REQUIRED WORK:
Rewrite the records from the start up to and including the line with "x=441, y=223", replacing "innermost" with "most central" wherever it occurs and leaving everything else unchanged.

============

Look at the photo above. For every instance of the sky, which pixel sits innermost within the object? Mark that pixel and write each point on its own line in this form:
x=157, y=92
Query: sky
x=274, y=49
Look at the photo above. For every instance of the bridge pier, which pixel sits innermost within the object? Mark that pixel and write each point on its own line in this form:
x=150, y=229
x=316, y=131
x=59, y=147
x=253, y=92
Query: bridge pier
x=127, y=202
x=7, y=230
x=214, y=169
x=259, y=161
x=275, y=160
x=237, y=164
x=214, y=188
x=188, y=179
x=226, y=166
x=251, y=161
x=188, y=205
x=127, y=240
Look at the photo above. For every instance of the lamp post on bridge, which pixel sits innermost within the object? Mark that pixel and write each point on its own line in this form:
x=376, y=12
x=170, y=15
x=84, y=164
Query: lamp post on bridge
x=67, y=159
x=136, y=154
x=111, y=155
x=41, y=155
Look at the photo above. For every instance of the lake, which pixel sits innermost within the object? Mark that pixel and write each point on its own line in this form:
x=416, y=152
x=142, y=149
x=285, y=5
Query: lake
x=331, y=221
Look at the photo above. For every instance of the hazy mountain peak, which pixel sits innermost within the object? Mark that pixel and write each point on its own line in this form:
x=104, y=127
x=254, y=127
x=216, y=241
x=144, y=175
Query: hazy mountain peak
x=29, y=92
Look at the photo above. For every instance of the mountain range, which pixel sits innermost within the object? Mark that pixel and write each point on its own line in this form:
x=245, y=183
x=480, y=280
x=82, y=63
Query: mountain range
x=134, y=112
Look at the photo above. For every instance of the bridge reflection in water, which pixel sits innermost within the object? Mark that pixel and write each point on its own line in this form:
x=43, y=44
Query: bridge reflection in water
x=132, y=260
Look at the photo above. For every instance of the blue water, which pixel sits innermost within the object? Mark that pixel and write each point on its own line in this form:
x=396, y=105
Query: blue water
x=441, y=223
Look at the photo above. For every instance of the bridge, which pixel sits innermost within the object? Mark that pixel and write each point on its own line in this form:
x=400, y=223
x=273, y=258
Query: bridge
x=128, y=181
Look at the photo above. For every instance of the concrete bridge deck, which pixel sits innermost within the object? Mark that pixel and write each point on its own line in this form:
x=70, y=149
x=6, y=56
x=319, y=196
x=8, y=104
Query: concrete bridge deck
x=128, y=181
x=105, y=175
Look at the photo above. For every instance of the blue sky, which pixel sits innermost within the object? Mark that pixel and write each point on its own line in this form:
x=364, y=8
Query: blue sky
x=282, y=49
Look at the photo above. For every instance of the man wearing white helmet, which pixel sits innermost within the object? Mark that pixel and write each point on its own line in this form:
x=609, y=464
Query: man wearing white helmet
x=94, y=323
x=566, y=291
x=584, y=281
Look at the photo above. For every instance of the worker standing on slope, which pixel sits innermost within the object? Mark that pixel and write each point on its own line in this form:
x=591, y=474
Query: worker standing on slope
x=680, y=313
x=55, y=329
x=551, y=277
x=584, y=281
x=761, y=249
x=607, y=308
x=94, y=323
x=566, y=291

============

TASK RESPONSE:
Look at the photo above. For every instance of the sky, which pixel sits most central within the object? Mark that pixel and write each point on its own line in this form:
x=157, y=92
Query: sky
x=274, y=49
Look at the photo above. For every instance of the bridge pier, which pixel sits most central within the object? Mark that pixel and write each point on its own line in this form:
x=150, y=229
x=316, y=131
x=59, y=147
x=253, y=92
Query: bridge pier
x=127, y=202
x=7, y=230
x=214, y=169
x=259, y=161
x=275, y=160
x=237, y=164
x=214, y=188
x=188, y=179
x=226, y=166
x=251, y=161
x=188, y=205
x=127, y=240
Look at the photo above. For every instance of the lamp post on bridge, which pixel sits most central within the object? Mark that pixel and write each point on its own line in this form:
x=376, y=12
x=170, y=15
x=84, y=164
Query: lamp post on bridge
x=67, y=159
x=136, y=154
x=111, y=155
x=41, y=155
Look at the photo above. For every instance of the lake, which pixel sits most central within the object? Mark that pixel and write each point on its own line in this form:
x=416, y=152
x=142, y=149
x=285, y=5
Query: lake
x=331, y=221
Look at the photo above. For every instance of the hazy mountain peak, which pixel sits most central within the object? Mark that pixel and write each point on its own line in this form:
x=104, y=127
x=254, y=127
x=216, y=241
x=144, y=175
Query: hazy mountain peak
x=29, y=92
Look at the photo above. For every instance of the mountain range, which pixel sits most central within the object? Mark that pixel and write each point on its own line in this form:
x=245, y=183
x=480, y=280
x=82, y=63
Query: mountain range
x=134, y=112
Look at the photo above. For every instance of the bridge reflection in water, which pixel sits most central within the object? Mark that pixel and write each point on its own line in this form:
x=43, y=44
Query: bridge reflection in water
x=132, y=260
Look at the photo above. For every instance of the blue water, which pixel sits most central within the object? Mark that pixel and write each point on its own line in this form:
x=396, y=105
Query: blue water
x=441, y=223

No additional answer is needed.